◆ Task to complete:
Exactly repeat the line that contains "point per instance: daylily", then every line after it up to and including the final line.

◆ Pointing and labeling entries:
— start —

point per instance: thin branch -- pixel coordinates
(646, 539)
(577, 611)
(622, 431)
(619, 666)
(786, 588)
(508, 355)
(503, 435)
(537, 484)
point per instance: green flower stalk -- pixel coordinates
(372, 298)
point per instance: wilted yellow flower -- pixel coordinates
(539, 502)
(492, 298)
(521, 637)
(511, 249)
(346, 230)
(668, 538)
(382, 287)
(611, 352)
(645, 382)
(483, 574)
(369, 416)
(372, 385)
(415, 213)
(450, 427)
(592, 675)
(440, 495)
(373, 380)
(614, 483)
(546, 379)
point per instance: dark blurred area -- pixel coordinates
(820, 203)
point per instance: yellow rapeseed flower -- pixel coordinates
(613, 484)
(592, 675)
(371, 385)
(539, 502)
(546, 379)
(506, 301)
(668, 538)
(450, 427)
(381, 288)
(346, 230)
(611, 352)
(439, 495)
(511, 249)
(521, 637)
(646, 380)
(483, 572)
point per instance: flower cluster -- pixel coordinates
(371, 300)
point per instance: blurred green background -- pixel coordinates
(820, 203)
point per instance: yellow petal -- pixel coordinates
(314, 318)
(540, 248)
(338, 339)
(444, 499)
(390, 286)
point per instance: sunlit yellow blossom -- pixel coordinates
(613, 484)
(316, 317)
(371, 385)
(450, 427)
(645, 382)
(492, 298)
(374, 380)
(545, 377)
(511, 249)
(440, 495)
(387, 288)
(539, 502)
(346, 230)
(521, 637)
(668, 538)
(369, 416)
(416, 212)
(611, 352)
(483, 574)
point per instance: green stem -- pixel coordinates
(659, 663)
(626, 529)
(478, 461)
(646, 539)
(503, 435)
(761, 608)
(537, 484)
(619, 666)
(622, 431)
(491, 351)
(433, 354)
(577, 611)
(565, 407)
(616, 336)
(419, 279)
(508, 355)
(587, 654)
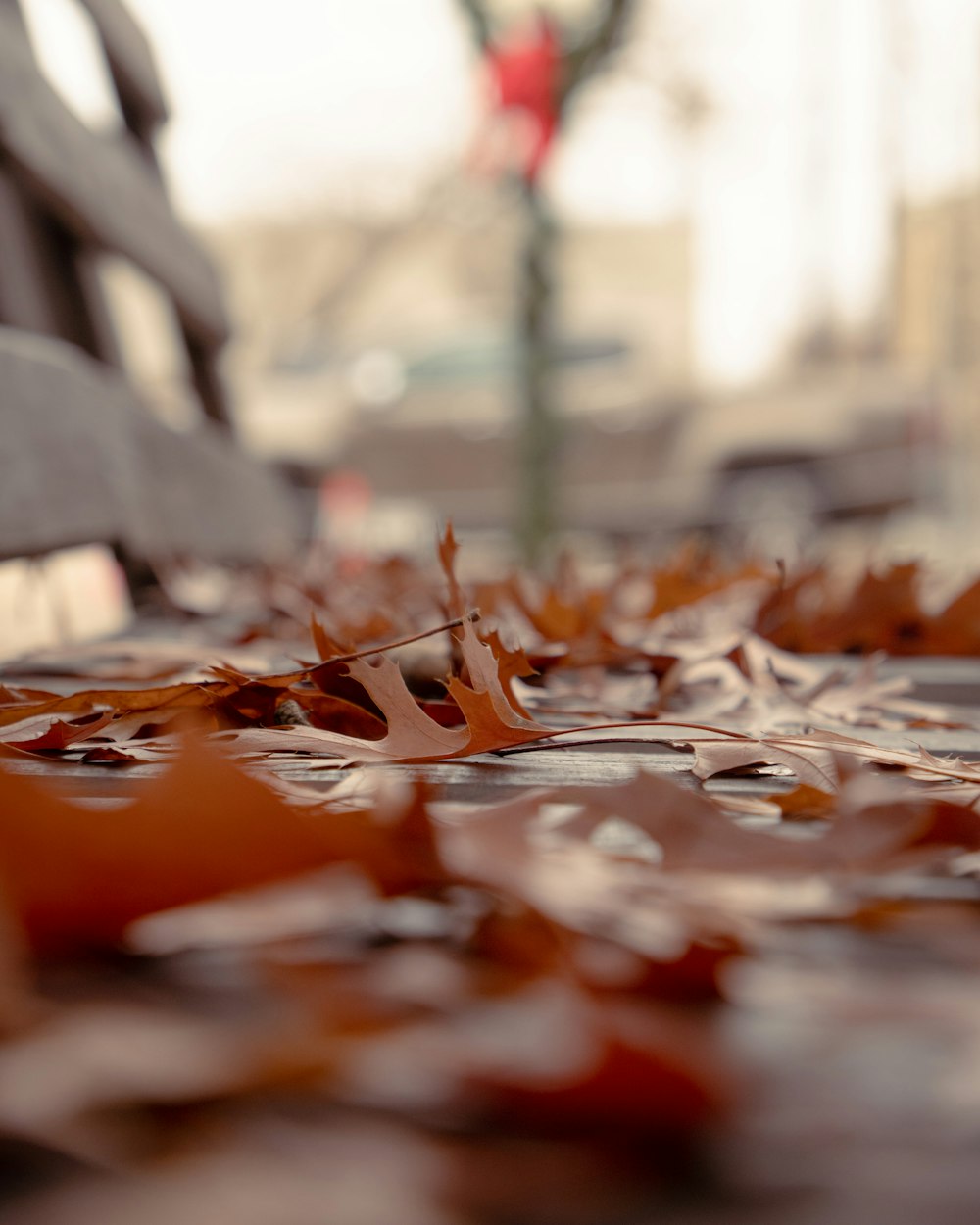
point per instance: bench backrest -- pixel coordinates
(73, 422)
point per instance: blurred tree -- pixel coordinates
(534, 73)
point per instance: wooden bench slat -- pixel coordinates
(131, 60)
(83, 461)
(101, 186)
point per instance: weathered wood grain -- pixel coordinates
(83, 461)
(101, 186)
(131, 60)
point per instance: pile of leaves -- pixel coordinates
(282, 936)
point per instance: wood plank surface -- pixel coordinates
(101, 186)
(83, 461)
(130, 60)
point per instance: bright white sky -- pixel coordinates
(819, 103)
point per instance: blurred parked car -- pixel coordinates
(803, 449)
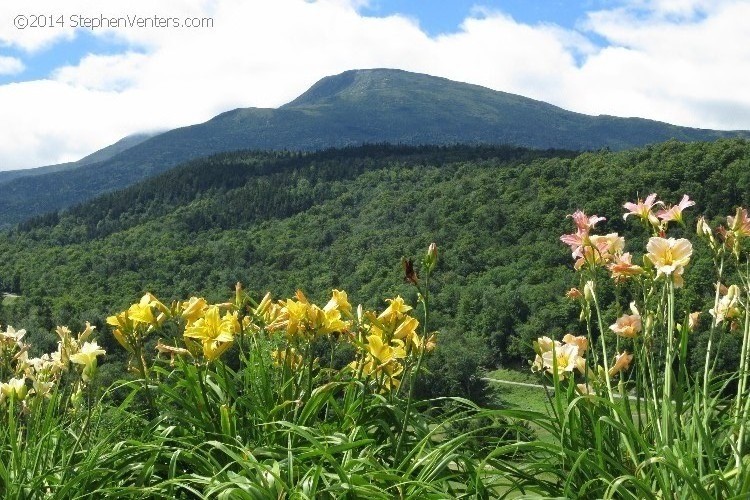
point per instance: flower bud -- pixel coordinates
(431, 258)
(588, 290)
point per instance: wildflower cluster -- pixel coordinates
(23, 378)
(382, 342)
(665, 260)
(563, 359)
(667, 256)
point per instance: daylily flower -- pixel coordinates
(562, 360)
(580, 341)
(87, 357)
(622, 363)
(727, 308)
(579, 240)
(642, 209)
(215, 333)
(395, 310)
(740, 223)
(693, 320)
(193, 309)
(15, 386)
(623, 268)
(627, 325)
(586, 390)
(171, 350)
(340, 301)
(384, 352)
(675, 212)
(669, 256)
(574, 293)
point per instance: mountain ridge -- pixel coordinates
(354, 107)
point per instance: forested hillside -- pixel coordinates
(352, 108)
(344, 218)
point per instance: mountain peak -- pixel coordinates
(358, 83)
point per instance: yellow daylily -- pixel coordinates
(384, 352)
(193, 309)
(213, 328)
(395, 310)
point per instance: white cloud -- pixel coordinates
(680, 61)
(10, 65)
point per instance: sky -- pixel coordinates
(78, 77)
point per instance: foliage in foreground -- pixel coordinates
(630, 418)
(290, 399)
(263, 399)
(284, 221)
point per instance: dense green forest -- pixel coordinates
(343, 218)
(354, 107)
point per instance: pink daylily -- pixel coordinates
(740, 224)
(623, 268)
(642, 209)
(579, 241)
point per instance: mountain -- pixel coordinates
(360, 106)
(97, 156)
(281, 221)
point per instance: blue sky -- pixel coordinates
(66, 92)
(438, 17)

— end —

◆ The reply:
point per instance: daylily flower -- pixel coordinates
(562, 360)
(580, 341)
(87, 357)
(622, 363)
(727, 308)
(579, 240)
(642, 209)
(215, 333)
(395, 310)
(740, 223)
(693, 320)
(193, 309)
(15, 386)
(623, 268)
(627, 325)
(586, 390)
(171, 350)
(340, 301)
(384, 352)
(675, 212)
(669, 256)
(574, 293)
point per instance: mountain ridge -- pixel coordinates
(354, 107)
point per instance: forested hillside -- pixel coordinates
(352, 108)
(344, 218)
point per instance: mountain peak -- pixel coordinates
(358, 83)
point per instance: yellow daylily -- pixel coordinates
(384, 352)
(193, 309)
(213, 328)
(395, 310)
point per instance: white cloud -- pixel coordinates
(680, 61)
(10, 65)
point per instance: sky -- pixel coordinates
(78, 77)
point per instance: foliage in foreground -- pixel coordinates
(630, 418)
(290, 399)
(263, 399)
(284, 221)
point per instance: dense green forest -- pixel coordinates
(343, 218)
(354, 107)
point per instance: pink daylily -- pixel coordinates
(740, 224)
(623, 268)
(642, 209)
(579, 241)
point per instance: mountain -- pixel coordinates
(360, 106)
(97, 156)
(281, 221)
point per instance: blue sky -- pixel coordinates
(66, 92)
(438, 17)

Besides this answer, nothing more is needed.